• WHAT IS REQUIRED
What do the lines from the one containing "</instance>" through the end of the entries say? Quote them exactly, and only them.

• Records from a data collection
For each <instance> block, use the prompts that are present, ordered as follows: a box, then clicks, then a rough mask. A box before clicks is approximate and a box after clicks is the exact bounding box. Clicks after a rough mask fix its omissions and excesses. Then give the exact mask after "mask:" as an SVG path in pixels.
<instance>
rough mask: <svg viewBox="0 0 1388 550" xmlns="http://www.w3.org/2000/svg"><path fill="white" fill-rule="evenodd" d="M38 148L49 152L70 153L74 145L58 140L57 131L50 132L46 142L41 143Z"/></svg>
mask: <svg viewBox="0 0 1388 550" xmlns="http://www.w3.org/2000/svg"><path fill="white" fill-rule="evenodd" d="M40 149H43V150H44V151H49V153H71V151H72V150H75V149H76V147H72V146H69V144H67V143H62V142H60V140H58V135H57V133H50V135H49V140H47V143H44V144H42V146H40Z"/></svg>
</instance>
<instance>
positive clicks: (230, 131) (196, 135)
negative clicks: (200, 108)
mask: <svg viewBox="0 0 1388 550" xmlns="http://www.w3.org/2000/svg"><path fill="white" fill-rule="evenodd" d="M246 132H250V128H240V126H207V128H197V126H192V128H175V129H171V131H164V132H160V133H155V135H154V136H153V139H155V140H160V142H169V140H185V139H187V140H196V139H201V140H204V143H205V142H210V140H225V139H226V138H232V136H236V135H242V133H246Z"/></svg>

• ANSWER BOX
</instance>
<instance>
positive clicks: (230, 131) (196, 135)
negative clicks: (200, 108)
mask: <svg viewBox="0 0 1388 550" xmlns="http://www.w3.org/2000/svg"><path fill="white" fill-rule="evenodd" d="M246 132H250V128H240V126H207V128H197V126H192V128H175V129H171V131H164V132H160V133H155V135H154V136H153V139H155V140H160V142H169V140H185V139H187V140H196V139H201V140H204V143H205V142H210V140H225V139H226V138H232V136H236V135H242V133H246Z"/></svg>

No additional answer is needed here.